● **Lo que se pide**
Vuelve a escribir todos los registros cambiando "top-left corner" por "upper-left corner" cada vez que aparezca, sin tocar nada más.

● **Información dada**
--------------------------------------------------
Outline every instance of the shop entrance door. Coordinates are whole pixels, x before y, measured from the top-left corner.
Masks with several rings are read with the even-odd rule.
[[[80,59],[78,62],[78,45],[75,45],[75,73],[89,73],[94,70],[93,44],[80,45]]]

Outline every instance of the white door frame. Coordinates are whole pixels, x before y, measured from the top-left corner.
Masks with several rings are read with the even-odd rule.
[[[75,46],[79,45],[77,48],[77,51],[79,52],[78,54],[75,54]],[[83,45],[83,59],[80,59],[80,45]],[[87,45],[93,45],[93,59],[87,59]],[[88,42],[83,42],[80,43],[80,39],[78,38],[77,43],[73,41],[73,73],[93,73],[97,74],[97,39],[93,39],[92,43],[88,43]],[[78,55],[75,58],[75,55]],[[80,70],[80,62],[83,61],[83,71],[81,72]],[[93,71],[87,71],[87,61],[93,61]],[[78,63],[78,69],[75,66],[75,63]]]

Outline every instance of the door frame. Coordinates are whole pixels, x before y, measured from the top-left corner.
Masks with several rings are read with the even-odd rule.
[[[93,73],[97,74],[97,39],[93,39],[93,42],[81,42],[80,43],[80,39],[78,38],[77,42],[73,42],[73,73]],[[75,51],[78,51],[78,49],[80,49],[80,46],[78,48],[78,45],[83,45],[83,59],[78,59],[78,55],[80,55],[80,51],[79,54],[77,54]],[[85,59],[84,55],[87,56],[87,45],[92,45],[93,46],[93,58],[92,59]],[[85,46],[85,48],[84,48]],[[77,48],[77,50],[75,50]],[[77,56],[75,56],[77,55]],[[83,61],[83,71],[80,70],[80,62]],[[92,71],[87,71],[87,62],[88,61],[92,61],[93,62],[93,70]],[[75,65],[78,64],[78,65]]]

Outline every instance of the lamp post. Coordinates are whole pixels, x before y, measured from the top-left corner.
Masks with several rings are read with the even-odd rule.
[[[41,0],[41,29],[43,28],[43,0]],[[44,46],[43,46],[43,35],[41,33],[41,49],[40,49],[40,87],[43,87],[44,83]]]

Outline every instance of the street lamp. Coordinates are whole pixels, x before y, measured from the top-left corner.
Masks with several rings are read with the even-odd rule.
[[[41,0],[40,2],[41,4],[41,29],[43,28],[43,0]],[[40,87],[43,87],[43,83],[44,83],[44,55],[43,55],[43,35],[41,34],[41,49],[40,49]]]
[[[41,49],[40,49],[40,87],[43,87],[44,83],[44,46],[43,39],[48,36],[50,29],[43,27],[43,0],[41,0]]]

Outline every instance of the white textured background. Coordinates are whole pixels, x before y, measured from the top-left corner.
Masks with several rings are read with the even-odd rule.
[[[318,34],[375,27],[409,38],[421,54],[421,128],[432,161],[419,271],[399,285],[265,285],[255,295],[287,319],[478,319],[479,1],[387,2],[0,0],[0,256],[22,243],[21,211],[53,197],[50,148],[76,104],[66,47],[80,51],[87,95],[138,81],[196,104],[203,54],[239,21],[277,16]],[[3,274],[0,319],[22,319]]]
--------------------------------------------------
● **Respuesta esperada**
Outline every instance of the shop entrance door. Coordinates are whole pixels, x before y, measured from the upper-left corner.
Masks with several rings are read with the even-odd rule.
[[[80,59],[78,62],[78,45],[75,45],[75,73],[89,73],[94,70],[93,44],[80,45]]]

Outline every instance of the white door frame. Coordinates are whole pixels, x before y, measured from the upper-left corner.
Masks with several rings are read with the even-odd rule.
[[[75,46],[79,45],[77,48],[77,51],[79,52],[78,54],[75,54]],[[83,45],[83,59],[80,59],[80,45]],[[87,45],[93,45],[93,59],[87,59]],[[88,42],[83,42],[80,43],[80,39],[78,38],[77,43],[73,41],[73,73],[93,73],[97,74],[97,39],[93,39],[92,43],[88,43]],[[78,55],[75,58],[75,55]],[[80,70],[80,62],[83,61],[83,71],[81,72]],[[93,71],[87,71],[87,61],[93,61]],[[78,63],[78,69],[75,66],[75,63]]]

Outline every instance of the door frame. Coordinates are whole pixels, x before y, measured from the upper-left corner.
Masks with several rings are read with the even-odd rule.
[[[93,73],[97,74],[97,39],[93,39],[93,42],[81,42],[80,43],[80,39],[78,38],[77,42],[73,42],[73,73]],[[75,51],[78,51],[78,49],[80,49],[80,46],[78,48],[78,45],[83,45],[83,59],[78,59],[78,55],[80,55],[80,51],[79,54],[77,54]],[[85,59],[84,55],[87,56],[87,45],[92,45],[93,46],[93,58],[92,59]],[[85,46],[85,48],[84,48]],[[77,48],[77,50],[75,50]],[[77,56],[75,56],[77,55]],[[83,61],[83,71],[80,70],[80,62]],[[92,71],[87,71],[87,62],[88,61],[92,61],[93,62],[93,70]],[[75,65],[78,64],[78,65]]]

Outline every instance of the lamp post. Coordinates are whole pixels, x before y, measured from the upper-left corner.
Masks with several rings are read with the even-odd rule.
[[[41,0],[41,29],[43,28],[43,0]],[[44,46],[43,46],[43,35],[41,33],[41,49],[40,49],[40,87],[43,87],[44,83]]]

Outline every instance of the street lamp. Coordinates are whole pixels, x before y, measured from the upper-left corner.
Masks with several rings are read with the even-odd rule.
[[[41,0],[40,2],[41,4],[41,29],[43,28],[43,0]],[[40,87],[43,87],[43,83],[44,83],[44,55],[43,55],[43,35],[41,34],[41,49],[40,49]]]
[[[41,49],[40,49],[40,87],[43,87],[44,83],[44,46],[43,39],[48,36],[50,29],[43,27],[43,0],[41,0]]]

Outline every instance of the white textured background. Coordinates are whole pixels, x before y, measured from the upper-left corner.
Masks with several rings are read with the even-odd rule.
[[[318,34],[375,27],[409,38],[421,54],[421,128],[432,161],[419,271],[399,285],[265,285],[255,295],[287,319],[478,319],[479,1],[387,2],[0,0],[0,256],[22,243],[21,211],[53,197],[50,148],[76,104],[66,47],[80,51],[87,95],[138,81],[196,104],[203,54],[239,21],[277,16]],[[3,274],[0,319],[22,319]]]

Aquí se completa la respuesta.